- **Data records**:
Segment Open

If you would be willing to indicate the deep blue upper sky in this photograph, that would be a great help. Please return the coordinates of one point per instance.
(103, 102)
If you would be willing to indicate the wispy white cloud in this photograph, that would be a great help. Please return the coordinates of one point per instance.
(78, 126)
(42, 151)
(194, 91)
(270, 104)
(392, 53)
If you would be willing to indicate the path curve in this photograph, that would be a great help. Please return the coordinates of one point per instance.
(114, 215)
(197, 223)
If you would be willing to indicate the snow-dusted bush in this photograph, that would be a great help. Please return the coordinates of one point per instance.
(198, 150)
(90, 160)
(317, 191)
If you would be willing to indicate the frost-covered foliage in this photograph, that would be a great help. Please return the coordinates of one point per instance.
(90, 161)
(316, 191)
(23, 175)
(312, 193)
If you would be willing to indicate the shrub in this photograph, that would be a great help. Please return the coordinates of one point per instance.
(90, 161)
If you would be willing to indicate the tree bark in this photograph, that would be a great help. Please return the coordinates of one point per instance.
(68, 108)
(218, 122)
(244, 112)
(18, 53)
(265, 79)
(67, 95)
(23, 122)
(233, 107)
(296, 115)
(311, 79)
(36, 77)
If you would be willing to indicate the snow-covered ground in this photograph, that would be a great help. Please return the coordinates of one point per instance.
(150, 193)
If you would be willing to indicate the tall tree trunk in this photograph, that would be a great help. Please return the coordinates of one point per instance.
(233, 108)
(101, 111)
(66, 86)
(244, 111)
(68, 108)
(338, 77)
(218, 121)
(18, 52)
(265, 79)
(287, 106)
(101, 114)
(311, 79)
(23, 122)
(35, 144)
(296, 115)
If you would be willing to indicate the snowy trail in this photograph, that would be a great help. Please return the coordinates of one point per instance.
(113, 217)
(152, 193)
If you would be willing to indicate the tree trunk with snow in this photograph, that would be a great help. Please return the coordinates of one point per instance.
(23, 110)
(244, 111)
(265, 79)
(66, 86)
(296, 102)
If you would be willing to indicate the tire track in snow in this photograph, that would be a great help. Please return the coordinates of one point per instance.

Segment Closed

- **WORK INSTRUCTIONS**:
The whole of the data must be given again, exactly as shown.

- **RESPONSE FOR THIS EXERCISE**:
If you would be willing to indicate the deep blue upper sky in this photograph, that would be a great help. Please return the coordinates of one point per instance.
(103, 102)
If you would be willing to indicate the wispy white cloud in this photograph, that would be a great help. Please return the coordinates of one point per instance.
(78, 126)
(42, 151)
(194, 91)
(270, 104)
(392, 53)
If you would be willing to indicate the path curve in this photograph, that would be a great help. Please return the coordinates of one point per instance.
(114, 215)
(197, 223)
If you would be willing to indicate the snow-dusted bush in this photograph, that would be a great help. Please return the coordinates of one point per instance.
(198, 150)
(90, 160)
(317, 191)
If you would be willing to indicate the frost-covered foliage in this photograph, that would be a great help. Please return the coordinates of one point per instance.
(90, 161)
(316, 191)
(23, 175)
(312, 193)
If you would be willing to indicate the shrub in this photograph, that would be a great help. Please return the coordinates of one point per instance.
(90, 161)
If you would be willing to indicate the tree bark in this photograph, that would be a great help. Please return the coordinates of one point per instance.
(68, 108)
(218, 122)
(244, 112)
(18, 53)
(265, 79)
(67, 95)
(23, 122)
(233, 107)
(296, 115)
(311, 79)
(36, 77)
If you would be willing to indicate the snow-covered ground in this photograph, that would be a great help. Please return the coordinates of one point per instance.
(150, 193)
If you would be willing to indicate the tall tree trunk in this photograph, that would be a great help. Please return the coordinates of one point per instance.
(233, 108)
(101, 111)
(66, 86)
(244, 111)
(68, 108)
(338, 77)
(218, 121)
(18, 52)
(265, 79)
(287, 106)
(101, 114)
(311, 79)
(23, 122)
(35, 144)
(296, 115)
If you would be willing to indicate the snowy trail in this photograph, that would be a great help. Please return the coordinates of one point per instance.
(113, 217)
(152, 193)
If you would be willing to indicate the tree trunk with snow in this photograph, that would be a great help. Please return the coordinates of one point per instance.
(23, 110)
(244, 111)
(265, 79)
(66, 86)
(296, 102)
If you would be willing to indicate the tire track in snow in this photograph, that would be a great help. Please return the coordinates of one point per instance.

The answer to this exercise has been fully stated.